───── Input material

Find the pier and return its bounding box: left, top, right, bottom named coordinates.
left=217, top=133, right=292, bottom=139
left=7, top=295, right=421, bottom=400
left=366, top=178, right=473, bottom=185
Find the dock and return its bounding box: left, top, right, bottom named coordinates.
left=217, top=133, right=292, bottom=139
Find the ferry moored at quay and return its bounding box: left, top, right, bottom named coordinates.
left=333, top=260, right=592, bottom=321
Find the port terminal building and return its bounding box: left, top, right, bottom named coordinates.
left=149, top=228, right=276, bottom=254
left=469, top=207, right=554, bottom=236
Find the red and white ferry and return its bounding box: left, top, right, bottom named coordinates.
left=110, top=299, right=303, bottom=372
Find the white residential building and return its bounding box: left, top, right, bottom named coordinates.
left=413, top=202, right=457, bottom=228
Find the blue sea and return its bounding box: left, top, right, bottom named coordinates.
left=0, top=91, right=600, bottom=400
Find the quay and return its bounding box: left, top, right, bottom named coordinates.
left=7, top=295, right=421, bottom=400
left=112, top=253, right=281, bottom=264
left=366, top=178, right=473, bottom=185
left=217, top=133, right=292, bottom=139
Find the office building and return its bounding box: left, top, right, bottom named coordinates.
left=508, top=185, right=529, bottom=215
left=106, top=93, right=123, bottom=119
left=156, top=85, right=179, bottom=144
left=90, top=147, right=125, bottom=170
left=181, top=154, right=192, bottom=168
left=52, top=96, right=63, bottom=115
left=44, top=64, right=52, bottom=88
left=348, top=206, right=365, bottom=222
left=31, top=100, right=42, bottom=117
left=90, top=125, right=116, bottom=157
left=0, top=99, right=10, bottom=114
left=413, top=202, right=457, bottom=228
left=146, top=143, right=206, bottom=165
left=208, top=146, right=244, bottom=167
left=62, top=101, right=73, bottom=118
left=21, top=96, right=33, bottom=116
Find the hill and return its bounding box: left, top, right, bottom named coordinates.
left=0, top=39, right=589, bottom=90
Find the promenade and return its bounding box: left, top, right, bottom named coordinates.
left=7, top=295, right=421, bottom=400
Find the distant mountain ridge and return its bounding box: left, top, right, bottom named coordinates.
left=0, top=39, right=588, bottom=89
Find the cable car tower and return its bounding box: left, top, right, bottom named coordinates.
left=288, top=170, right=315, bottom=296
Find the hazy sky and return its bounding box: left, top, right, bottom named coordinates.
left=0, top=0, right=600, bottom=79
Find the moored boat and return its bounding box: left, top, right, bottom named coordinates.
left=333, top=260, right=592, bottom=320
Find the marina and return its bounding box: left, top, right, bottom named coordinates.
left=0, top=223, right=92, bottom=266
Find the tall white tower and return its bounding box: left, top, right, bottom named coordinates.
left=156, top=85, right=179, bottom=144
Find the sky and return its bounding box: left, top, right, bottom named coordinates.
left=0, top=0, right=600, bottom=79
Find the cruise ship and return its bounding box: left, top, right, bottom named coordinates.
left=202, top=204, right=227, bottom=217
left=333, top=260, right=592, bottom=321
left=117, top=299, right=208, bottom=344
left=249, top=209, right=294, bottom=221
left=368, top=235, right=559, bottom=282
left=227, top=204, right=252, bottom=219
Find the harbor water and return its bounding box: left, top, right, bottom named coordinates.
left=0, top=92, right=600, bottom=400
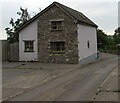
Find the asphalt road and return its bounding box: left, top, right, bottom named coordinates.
left=7, top=54, right=118, bottom=101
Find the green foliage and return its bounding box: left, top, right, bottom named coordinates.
left=113, top=27, right=120, bottom=45
left=5, top=7, right=30, bottom=43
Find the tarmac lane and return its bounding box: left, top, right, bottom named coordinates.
left=4, top=56, right=118, bottom=101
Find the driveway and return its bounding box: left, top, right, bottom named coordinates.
left=3, top=54, right=118, bottom=101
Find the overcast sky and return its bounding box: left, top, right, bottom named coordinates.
left=0, top=0, right=118, bottom=39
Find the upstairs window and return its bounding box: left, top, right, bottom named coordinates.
left=50, top=42, right=65, bottom=52
left=24, top=41, right=34, bottom=52
left=87, top=40, right=90, bottom=48
left=51, top=21, right=62, bottom=31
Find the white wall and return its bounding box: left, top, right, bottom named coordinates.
left=77, top=24, right=97, bottom=61
left=19, top=20, right=38, bottom=61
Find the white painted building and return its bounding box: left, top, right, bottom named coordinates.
left=19, top=20, right=38, bottom=61
left=18, top=2, right=97, bottom=63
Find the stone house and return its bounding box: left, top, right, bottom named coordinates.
left=18, top=2, right=98, bottom=63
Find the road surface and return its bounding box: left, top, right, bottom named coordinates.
left=4, top=53, right=118, bottom=101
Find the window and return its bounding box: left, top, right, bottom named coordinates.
left=50, top=42, right=65, bottom=52
left=24, top=41, right=34, bottom=52
left=87, top=40, right=90, bottom=48
left=51, top=21, right=62, bottom=30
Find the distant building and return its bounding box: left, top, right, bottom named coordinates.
left=18, top=2, right=98, bottom=63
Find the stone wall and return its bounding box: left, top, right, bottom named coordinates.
left=38, top=6, right=78, bottom=63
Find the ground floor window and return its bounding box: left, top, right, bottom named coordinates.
left=50, top=41, right=65, bottom=52
left=24, top=40, right=34, bottom=52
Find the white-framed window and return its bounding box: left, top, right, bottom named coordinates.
left=24, top=40, right=34, bottom=52
left=50, top=41, right=65, bottom=53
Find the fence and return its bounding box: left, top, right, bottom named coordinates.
left=1, top=40, right=8, bottom=62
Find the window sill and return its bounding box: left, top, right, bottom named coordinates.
left=51, top=51, right=65, bottom=54
left=24, top=51, right=34, bottom=52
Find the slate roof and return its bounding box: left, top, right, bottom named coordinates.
left=17, top=2, right=98, bottom=32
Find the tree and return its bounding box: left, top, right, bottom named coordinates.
left=97, top=29, right=108, bottom=49
left=5, top=7, right=30, bottom=43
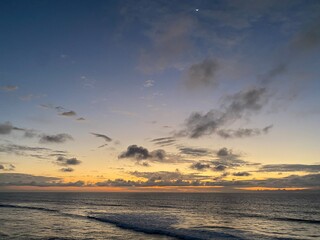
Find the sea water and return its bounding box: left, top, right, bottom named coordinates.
left=0, top=191, right=320, bottom=240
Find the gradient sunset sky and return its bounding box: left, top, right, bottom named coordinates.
left=0, top=0, right=320, bottom=191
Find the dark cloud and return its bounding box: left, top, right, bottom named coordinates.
left=259, top=164, right=320, bottom=172
left=118, top=145, right=190, bottom=165
left=0, top=85, right=18, bottom=92
left=0, top=173, right=85, bottom=187
left=213, top=163, right=228, bottom=172
left=98, top=144, right=108, bottom=148
left=130, top=169, right=209, bottom=182
left=151, top=137, right=176, bottom=147
left=179, top=147, right=211, bottom=157
left=91, top=133, right=112, bottom=142
left=176, top=88, right=267, bottom=138
left=190, top=148, right=252, bottom=172
left=56, top=156, right=81, bottom=166
left=96, top=171, right=320, bottom=189
left=39, top=133, right=73, bottom=143
left=60, top=168, right=74, bottom=172
left=186, top=59, right=220, bottom=88
left=207, top=174, right=320, bottom=189
left=190, top=162, right=211, bottom=171
left=119, top=145, right=166, bottom=161
left=59, top=111, right=77, bottom=117
left=40, top=104, right=84, bottom=121
left=217, top=125, right=273, bottom=138
left=118, top=145, right=151, bottom=160
left=0, top=143, right=62, bottom=159
left=217, top=148, right=232, bottom=157
left=232, top=172, right=251, bottom=177
left=150, top=149, right=166, bottom=161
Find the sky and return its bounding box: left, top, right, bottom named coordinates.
left=0, top=0, right=320, bottom=191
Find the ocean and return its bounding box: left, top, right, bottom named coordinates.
left=0, top=191, right=320, bottom=240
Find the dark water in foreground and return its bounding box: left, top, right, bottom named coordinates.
left=0, top=192, right=320, bottom=240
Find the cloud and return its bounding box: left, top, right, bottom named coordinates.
left=95, top=171, right=320, bottom=189
left=0, top=143, right=66, bottom=159
left=151, top=137, right=176, bottom=147
left=217, top=148, right=232, bottom=157
left=207, top=174, right=320, bottom=189
left=259, top=164, right=320, bottom=172
left=60, top=168, right=74, bottom=172
left=232, top=172, right=251, bottom=177
left=91, top=133, right=112, bottom=142
left=130, top=169, right=209, bottom=182
left=56, top=156, right=81, bottom=166
left=118, top=145, right=151, bottom=160
left=59, top=111, right=77, bottom=117
left=190, top=162, right=211, bottom=171
left=190, top=147, right=252, bottom=172
left=0, top=85, right=18, bottom=92
left=175, top=88, right=267, bottom=138
left=98, top=144, right=108, bottom=148
left=179, top=147, right=211, bottom=157
left=39, top=133, right=73, bottom=143
left=0, top=163, right=16, bottom=171
left=0, top=122, right=37, bottom=138
left=143, top=80, right=154, bottom=88
left=217, top=125, right=273, bottom=138
left=118, top=145, right=191, bottom=165
left=0, top=173, right=85, bottom=187
left=40, top=104, right=84, bottom=120
left=185, top=58, right=220, bottom=88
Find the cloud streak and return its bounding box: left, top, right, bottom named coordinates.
left=175, top=88, right=270, bottom=138
left=39, top=133, right=73, bottom=143
left=91, top=133, right=112, bottom=142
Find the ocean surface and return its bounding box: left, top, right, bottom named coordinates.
left=0, top=192, right=320, bottom=240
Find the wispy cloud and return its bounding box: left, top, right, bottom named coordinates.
left=91, top=133, right=112, bottom=142
left=0, top=173, right=85, bottom=187
left=56, top=156, right=81, bottom=166
left=143, top=80, right=154, bottom=88
left=39, top=133, right=73, bottom=143
left=60, top=168, right=74, bottom=172
left=185, top=58, right=220, bottom=88
left=175, top=88, right=269, bottom=138
left=151, top=137, right=176, bottom=147
left=259, top=164, right=320, bottom=172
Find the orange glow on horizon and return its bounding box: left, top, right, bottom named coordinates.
left=237, top=187, right=310, bottom=191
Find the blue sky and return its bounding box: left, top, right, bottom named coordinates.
left=0, top=0, right=320, bottom=190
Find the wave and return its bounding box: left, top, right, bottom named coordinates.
left=231, top=213, right=320, bottom=224
left=88, top=214, right=242, bottom=240
left=271, top=217, right=320, bottom=224
left=0, top=204, right=59, bottom=212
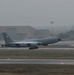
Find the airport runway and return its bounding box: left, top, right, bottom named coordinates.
left=0, top=47, right=74, bottom=51
left=0, top=59, right=74, bottom=65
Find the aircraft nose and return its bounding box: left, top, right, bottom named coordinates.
left=58, top=38, right=61, bottom=41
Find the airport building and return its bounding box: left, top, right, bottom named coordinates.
left=0, top=26, right=50, bottom=40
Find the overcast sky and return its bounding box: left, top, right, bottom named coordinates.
left=0, top=0, right=74, bottom=27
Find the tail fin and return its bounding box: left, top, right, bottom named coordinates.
left=2, top=33, right=13, bottom=44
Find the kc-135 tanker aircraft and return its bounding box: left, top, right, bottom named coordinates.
left=1, top=32, right=61, bottom=49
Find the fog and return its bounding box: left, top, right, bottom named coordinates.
left=0, top=0, right=74, bottom=32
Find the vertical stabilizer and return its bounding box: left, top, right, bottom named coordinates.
left=2, top=33, right=13, bottom=44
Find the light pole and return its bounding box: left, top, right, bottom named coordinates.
left=50, top=21, right=54, bottom=35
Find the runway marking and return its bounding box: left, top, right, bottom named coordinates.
left=0, top=59, right=74, bottom=65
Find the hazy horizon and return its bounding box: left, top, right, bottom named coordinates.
left=0, top=0, right=74, bottom=32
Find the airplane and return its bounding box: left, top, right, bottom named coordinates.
left=1, top=32, right=61, bottom=49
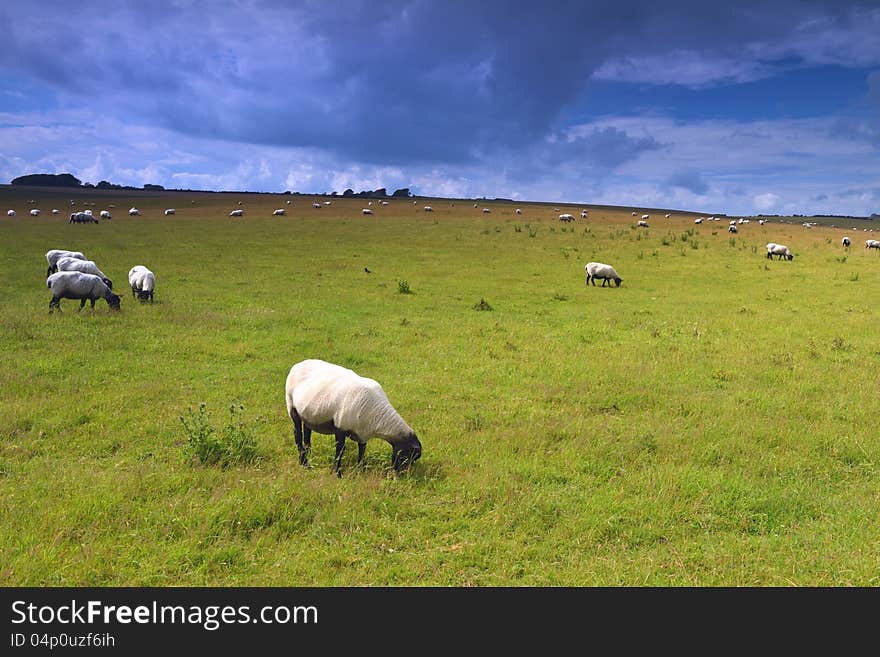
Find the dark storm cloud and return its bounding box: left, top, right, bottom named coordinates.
left=0, top=0, right=872, bottom=168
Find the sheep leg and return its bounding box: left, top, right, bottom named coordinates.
left=290, top=408, right=309, bottom=468
left=333, top=431, right=346, bottom=477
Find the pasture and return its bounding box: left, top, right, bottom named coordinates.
left=0, top=187, right=880, bottom=586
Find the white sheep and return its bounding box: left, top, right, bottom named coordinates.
left=46, top=249, right=88, bottom=276
left=56, top=256, right=113, bottom=290
left=46, top=271, right=120, bottom=312
left=767, top=242, right=794, bottom=260
left=128, top=265, right=156, bottom=303
left=584, top=262, right=623, bottom=287
left=285, top=359, right=422, bottom=477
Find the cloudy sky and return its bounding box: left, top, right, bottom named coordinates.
left=0, top=0, right=880, bottom=216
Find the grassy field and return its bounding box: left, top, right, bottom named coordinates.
left=0, top=188, right=880, bottom=586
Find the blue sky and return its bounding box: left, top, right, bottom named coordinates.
left=0, top=0, right=880, bottom=216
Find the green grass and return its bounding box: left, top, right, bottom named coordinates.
left=0, top=188, right=880, bottom=586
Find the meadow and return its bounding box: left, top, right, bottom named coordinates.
left=0, top=187, right=880, bottom=587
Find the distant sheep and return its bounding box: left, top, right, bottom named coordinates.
left=285, top=359, right=422, bottom=477
left=46, top=249, right=87, bottom=276
left=767, top=242, right=794, bottom=260
left=46, top=271, right=120, bottom=312
left=128, top=265, right=156, bottom=303
left=56, top=256, right=113, bottom=290
left=584, top=262, right=623, bottom=287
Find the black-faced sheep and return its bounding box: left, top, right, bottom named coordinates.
left=584, top=262, right=623, bottom=287
left=285, top=359, right=422, bottom=477
left=46, top=271, right=120, bottom=312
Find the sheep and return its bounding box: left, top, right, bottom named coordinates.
left=46, top=271, right=120, bottom=313
left=67, top=212, right=98, bottom=224
left=285, top=359, right=422, bottom=477
left=767, top=242, right=794, bottom=260
left=55, top=256, right=113, bottom=290
left=128, top=265, right=156, bottom=303
left=46, top=249, right=88, bottom=276
left=584, top=262, right=623, bottom=287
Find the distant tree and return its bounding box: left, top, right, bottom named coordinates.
left=12, top=173, right=82, bottom=187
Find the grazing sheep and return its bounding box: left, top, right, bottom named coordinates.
left=767, top=242, right=794, bottom=260
left=67, top=211, right=98, bottom=224
left=285, top=359, right=422, bottom=477
left=56, top=256, right=113, bottom=290
left=46, top=271, right=120, bottom=312
left=128, top=265, right=156, bottom=303
left=46, top=249, right=87, bottom=276
left=584, top=262, right=623, bottom=287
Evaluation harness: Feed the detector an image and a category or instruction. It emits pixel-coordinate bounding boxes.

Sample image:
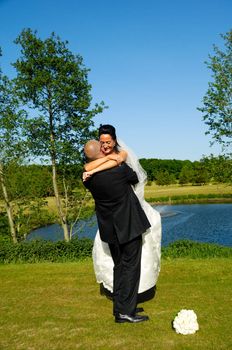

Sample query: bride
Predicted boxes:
[83,125,161,302]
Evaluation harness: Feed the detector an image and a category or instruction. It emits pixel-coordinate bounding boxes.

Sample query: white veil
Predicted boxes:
[118,139,147,202]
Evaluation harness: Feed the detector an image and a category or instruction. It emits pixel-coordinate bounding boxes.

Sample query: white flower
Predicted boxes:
[173,310,199,335]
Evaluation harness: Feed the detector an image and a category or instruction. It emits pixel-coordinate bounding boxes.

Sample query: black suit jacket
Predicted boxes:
[84,163,150,244]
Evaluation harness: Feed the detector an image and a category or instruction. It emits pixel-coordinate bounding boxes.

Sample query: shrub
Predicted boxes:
[162,240,232,259]
[0,238,93,263]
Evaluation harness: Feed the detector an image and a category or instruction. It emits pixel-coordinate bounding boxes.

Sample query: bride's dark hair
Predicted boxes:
[98,124,120,153]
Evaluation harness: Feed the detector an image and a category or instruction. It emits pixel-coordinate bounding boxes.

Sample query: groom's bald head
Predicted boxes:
[84,140,102,160]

──────────

# [Directive]
Rewrite the entries starting at the line containing "Find the distant tree" and ending at the line containing "[173,310,199,335]", swapping "Sample query" for "Test query" and leaving everything else unchanged. Leave the pictures out of your answer.

# [Exercise answer]
Find the distant tree and return its bounding box: left, top, right, bottom named coordinates.
left=12, top=173, right=82, bottom=187
Find the grazing sheep and return its bounding box: left, top, right, bottom named coordinates.
left=767, top=242, right=794, bottom=260
left=67, top=211, right=98, bottom=224
left=285, top=359, right=422, bottom=477
left=56, top=256, right=113, bottom=290
left=46, top=271, right=120, bottom=312
left=128, top=265, right=156, bottom=303
left=46, top=249, right=87, bottom=276
left=584, top=262, right=623, bottom=287
Evaluation harness: Feed the detector an image and a category or instruction. It emits pixel-coordinate bounding boxes.

Sample image:

Test query: bride
Predicted boxes:
[83,125,161,302]
Evaluation harness: Feed the detector an image and a category or instruction. It emits pixel-coordinate bounding boxes.

Test query: white veil
Predicted boxes:
[118,139,147,202]
Evaluation harness: Feed the detector an image and a category or instruction. It emits pixel-coordinate bounding boxes.

Test query: white flower
Predicted boxes:
[173,310,199,335]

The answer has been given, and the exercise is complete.